** TASK REQUIREMENTS **
Nothing before the line containing "Locate the door" belongs in the answer; quote that line and all lines after it through the end of the material, word for word.

[Named-object pointing records]
-------
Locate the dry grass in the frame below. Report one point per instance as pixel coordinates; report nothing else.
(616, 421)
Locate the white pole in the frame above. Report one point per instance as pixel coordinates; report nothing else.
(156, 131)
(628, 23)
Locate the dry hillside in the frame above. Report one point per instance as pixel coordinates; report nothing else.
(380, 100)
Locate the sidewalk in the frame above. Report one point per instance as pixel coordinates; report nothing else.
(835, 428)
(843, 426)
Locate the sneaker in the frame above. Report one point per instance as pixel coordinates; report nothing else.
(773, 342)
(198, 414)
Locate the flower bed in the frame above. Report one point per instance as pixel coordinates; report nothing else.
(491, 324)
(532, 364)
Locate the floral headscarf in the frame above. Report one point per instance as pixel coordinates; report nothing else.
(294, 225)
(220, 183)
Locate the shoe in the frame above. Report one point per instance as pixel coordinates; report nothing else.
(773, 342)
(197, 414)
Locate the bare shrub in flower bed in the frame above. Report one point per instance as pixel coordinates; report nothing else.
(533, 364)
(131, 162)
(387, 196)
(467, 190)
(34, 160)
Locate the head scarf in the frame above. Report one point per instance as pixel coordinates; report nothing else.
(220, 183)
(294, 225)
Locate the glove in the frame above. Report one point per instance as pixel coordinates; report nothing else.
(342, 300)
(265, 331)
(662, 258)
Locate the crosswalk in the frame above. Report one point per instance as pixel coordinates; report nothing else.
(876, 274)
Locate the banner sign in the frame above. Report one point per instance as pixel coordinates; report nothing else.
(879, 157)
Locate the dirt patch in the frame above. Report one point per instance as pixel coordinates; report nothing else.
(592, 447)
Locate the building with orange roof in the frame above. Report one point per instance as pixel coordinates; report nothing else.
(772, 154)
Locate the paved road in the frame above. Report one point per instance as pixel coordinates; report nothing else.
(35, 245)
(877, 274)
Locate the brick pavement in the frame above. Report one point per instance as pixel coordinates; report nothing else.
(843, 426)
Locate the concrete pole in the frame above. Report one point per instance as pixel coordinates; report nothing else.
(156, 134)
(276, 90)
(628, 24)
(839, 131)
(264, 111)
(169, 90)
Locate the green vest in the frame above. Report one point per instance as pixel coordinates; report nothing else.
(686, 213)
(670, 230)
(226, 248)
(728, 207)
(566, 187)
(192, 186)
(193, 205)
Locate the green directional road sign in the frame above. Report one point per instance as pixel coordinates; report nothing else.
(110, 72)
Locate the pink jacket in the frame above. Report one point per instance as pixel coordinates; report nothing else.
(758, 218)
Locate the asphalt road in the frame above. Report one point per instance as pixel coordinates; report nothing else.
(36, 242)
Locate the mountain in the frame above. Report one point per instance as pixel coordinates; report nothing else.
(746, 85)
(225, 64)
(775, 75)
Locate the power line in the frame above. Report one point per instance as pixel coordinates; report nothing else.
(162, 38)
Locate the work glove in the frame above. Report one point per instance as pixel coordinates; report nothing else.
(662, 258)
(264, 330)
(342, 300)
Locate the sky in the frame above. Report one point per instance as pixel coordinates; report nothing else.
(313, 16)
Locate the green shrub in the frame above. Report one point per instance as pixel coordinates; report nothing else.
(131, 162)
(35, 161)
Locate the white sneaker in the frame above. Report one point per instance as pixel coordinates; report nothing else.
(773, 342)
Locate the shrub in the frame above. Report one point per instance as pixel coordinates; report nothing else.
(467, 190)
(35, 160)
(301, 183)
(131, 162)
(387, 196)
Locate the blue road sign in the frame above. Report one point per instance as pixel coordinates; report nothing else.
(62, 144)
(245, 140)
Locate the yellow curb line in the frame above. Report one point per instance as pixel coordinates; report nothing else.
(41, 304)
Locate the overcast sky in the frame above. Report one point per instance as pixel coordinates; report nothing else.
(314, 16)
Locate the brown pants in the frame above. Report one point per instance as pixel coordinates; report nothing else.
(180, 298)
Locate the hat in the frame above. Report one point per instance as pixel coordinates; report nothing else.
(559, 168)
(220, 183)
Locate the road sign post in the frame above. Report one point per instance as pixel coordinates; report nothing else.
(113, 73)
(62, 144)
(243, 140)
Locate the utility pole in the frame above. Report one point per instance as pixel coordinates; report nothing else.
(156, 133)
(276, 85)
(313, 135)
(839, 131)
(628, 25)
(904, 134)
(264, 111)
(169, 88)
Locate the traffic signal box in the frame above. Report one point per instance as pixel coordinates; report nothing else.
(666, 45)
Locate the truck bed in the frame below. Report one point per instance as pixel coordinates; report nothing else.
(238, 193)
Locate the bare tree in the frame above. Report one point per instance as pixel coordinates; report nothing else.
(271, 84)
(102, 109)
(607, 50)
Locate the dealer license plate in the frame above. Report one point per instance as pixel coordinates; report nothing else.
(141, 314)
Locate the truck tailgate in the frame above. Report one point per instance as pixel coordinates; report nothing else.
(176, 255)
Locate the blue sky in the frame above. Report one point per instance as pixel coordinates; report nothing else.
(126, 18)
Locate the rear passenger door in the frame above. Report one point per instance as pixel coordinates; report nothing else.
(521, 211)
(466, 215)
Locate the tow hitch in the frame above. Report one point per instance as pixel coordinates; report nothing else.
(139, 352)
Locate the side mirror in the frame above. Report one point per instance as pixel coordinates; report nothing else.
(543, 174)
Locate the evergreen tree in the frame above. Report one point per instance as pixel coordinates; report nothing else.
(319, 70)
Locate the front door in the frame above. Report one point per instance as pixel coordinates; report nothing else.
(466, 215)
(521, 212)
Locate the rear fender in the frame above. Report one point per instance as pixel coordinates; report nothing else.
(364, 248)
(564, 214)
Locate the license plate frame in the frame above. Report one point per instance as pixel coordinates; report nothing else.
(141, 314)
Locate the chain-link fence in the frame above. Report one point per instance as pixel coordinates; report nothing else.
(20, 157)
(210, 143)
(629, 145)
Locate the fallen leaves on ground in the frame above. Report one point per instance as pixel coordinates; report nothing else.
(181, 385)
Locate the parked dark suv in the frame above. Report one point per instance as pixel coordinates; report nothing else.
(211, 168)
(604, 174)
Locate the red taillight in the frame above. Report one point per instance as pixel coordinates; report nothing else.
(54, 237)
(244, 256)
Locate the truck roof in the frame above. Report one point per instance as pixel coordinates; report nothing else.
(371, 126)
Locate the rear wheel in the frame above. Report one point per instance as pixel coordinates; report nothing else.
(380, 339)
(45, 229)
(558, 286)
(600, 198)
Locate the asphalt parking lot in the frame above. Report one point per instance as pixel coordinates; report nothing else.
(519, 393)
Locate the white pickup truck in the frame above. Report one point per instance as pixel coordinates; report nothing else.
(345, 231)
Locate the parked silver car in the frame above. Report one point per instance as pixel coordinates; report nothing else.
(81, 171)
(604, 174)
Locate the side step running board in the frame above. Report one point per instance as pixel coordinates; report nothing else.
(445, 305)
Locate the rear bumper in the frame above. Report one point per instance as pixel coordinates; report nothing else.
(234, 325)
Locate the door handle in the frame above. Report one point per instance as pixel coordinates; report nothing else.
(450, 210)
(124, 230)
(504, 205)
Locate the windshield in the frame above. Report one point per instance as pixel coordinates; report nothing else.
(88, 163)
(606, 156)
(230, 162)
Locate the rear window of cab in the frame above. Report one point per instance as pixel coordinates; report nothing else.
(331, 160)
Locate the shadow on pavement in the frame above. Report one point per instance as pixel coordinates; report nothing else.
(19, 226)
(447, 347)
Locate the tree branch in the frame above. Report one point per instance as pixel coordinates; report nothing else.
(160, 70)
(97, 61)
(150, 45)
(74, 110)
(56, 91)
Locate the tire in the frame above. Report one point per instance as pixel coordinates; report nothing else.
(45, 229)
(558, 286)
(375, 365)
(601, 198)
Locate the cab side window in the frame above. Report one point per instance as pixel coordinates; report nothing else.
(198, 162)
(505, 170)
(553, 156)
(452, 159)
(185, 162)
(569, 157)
-------
** SOLVED EXERCISE **
Locate the door handle in the frame above. Report one point per instance as pixel coordinates; report nothing else.
(450, 210)
(124, 230)
(504, 205)
Locate the windshield in the frame above. Report one point per instance as pixel coordinates; report nothing else.
(88, 163)
(606, 156)
(230, 162)
Locate the rear window of cab in the frame above. Report one point per instance as pixel coordinates; report nothing else.
(331, 160)
Locate the shadow on pavement in the frame above. Report one point per instance as pixel coordinates; report nothing else.
(19, 226)
(447, 347)
Locate the tree branch in the frame above. Report one point per instance as pixel coordinates; report nothing else.
(160, 70)
(97, 61)
(150, 45)
(74, 110)
(56, 91)
Locate the tire in the frame above. Report one point per instance as pixel coordinates; report nothing else.
(45, 229)
(558, 286)
(375, 365)
(601, 198)
Locate the cab side window in the frame above. Report one point per instance as pixel coordinates; report nothing else.
(198, 162)
(505, 170)
(553, 156)
(452, 159)
(185, 162)
(569, 157)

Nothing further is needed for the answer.